Coordinate annotation records:
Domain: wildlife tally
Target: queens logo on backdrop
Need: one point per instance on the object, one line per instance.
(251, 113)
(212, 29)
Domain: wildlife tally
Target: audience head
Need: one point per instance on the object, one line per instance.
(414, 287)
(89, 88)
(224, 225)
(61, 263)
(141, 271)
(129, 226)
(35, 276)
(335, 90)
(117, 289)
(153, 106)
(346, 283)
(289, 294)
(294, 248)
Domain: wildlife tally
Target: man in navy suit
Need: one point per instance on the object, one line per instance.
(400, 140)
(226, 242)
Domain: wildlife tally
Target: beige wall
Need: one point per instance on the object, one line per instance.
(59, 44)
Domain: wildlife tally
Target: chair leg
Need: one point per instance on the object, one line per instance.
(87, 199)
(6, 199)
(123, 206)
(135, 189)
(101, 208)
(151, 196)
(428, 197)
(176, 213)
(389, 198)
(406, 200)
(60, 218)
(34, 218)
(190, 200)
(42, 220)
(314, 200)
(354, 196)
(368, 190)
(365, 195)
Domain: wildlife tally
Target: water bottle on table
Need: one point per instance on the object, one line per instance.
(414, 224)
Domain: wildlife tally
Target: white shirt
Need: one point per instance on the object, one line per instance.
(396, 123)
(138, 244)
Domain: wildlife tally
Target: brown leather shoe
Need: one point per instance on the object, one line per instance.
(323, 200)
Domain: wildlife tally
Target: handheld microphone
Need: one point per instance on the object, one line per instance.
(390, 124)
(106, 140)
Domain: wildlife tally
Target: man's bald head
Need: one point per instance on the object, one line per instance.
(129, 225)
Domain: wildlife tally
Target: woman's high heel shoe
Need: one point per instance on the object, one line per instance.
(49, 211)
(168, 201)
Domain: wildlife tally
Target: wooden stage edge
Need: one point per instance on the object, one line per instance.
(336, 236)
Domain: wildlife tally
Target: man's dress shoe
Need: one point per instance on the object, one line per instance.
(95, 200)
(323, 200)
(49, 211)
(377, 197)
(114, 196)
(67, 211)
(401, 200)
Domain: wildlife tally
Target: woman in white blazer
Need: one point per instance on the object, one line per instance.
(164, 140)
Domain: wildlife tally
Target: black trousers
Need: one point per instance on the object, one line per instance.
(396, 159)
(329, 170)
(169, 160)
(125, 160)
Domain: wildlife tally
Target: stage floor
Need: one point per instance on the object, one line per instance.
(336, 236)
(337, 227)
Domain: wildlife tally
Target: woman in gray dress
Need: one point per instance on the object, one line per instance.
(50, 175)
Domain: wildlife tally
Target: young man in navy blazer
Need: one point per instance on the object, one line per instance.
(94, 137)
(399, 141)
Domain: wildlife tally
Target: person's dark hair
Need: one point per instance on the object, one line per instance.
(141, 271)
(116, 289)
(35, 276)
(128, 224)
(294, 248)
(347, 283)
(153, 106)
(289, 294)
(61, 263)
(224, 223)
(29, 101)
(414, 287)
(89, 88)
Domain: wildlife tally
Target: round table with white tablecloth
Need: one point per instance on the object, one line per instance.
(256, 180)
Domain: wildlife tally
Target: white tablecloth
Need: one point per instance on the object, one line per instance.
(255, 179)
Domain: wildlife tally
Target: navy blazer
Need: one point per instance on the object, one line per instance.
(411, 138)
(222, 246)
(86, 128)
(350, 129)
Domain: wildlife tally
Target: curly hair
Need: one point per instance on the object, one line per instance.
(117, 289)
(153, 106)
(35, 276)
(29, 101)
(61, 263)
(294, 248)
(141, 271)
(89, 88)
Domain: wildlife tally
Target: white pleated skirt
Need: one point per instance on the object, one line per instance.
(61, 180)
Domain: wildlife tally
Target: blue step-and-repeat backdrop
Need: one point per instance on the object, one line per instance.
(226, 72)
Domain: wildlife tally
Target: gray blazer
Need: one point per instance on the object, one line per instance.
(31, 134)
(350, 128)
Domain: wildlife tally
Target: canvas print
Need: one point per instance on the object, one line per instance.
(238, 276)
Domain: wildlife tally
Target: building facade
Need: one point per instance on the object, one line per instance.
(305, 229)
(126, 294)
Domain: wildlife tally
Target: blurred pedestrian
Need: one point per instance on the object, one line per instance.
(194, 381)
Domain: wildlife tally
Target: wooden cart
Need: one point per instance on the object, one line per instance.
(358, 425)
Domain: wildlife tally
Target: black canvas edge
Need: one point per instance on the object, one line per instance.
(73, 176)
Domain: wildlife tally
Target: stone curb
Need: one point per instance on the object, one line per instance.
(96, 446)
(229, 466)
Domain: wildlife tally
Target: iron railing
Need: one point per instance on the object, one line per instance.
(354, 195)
...
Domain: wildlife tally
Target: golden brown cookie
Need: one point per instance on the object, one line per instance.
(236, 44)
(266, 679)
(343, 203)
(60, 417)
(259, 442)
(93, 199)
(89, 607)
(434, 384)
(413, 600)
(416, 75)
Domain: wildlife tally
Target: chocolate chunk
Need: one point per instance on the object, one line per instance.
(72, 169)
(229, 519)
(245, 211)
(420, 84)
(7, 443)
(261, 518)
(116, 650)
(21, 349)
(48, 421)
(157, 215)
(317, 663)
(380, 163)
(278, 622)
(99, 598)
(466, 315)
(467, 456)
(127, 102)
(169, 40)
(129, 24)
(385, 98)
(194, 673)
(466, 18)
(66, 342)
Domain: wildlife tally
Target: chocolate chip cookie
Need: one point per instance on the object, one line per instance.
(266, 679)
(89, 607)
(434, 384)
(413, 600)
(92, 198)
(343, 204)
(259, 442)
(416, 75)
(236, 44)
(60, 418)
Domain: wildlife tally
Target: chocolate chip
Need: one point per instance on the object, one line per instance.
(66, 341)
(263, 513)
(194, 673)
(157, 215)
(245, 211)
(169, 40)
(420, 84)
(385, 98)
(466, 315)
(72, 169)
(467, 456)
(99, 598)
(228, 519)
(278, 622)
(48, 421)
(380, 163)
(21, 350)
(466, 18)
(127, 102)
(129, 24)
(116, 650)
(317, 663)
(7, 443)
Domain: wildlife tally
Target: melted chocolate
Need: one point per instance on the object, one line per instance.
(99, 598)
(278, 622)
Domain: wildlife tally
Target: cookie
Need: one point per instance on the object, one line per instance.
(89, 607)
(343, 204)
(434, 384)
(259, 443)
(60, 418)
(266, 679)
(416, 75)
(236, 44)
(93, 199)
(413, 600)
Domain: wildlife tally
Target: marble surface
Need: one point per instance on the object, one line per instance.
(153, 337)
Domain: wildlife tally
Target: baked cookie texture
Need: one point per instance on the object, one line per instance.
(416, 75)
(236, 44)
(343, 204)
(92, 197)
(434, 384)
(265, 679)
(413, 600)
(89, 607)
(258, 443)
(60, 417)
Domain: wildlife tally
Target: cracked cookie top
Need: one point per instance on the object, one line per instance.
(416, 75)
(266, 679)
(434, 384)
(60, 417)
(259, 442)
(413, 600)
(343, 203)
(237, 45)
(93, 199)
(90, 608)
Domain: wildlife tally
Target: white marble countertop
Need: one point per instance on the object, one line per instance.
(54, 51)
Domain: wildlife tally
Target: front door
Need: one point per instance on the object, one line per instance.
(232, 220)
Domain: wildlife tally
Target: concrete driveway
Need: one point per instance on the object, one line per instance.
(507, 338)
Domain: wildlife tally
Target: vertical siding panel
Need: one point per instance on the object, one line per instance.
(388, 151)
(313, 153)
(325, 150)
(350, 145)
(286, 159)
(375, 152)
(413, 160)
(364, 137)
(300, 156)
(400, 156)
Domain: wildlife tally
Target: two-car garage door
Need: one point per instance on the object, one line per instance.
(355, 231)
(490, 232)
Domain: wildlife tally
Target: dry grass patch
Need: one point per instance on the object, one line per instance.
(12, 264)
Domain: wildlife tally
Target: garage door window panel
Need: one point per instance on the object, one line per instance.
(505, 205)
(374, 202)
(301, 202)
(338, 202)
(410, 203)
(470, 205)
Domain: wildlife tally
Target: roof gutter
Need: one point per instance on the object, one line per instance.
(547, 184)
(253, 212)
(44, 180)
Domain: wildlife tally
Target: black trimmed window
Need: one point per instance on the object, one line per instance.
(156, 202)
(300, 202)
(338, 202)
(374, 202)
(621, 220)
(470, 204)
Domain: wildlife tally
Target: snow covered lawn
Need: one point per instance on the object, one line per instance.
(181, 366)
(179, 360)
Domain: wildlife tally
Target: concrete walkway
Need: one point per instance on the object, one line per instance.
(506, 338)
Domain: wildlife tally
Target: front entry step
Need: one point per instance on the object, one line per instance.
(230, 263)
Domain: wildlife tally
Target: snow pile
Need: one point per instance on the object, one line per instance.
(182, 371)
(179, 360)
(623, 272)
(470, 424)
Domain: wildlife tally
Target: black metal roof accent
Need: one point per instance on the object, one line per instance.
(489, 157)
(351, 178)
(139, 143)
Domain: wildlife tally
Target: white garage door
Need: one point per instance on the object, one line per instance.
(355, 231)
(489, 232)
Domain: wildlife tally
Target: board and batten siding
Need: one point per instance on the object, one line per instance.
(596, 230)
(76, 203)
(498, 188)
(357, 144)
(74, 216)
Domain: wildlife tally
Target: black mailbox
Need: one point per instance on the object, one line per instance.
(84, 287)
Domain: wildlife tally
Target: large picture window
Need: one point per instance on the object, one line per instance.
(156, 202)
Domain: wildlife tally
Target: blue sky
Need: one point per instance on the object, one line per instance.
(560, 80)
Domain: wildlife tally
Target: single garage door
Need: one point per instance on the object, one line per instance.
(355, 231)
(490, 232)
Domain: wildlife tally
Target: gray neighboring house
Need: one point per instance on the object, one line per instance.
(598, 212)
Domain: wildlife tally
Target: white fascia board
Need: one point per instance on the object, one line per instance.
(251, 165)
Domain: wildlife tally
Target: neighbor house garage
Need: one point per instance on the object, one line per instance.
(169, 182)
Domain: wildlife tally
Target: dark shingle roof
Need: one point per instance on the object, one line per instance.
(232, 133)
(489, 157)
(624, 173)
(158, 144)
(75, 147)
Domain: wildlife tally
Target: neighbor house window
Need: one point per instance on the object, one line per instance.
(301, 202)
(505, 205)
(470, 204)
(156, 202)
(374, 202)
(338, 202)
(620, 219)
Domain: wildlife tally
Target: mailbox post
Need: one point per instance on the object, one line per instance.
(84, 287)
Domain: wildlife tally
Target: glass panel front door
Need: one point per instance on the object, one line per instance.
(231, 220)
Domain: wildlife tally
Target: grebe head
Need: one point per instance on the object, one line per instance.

WHAT THIS TASK INVOLVES: Pick out every line of the records above that contains the word "white", matching case exactly, and copy each one.

OUTPUT OF THE TASK:
Target: white shirt
Target: woman in white blazer
Target: round table with white tablecloth
Target: white tablecloth
Target: white pleated skirt
Target: white marble countertop
Target: white garage door
Target: white fascia board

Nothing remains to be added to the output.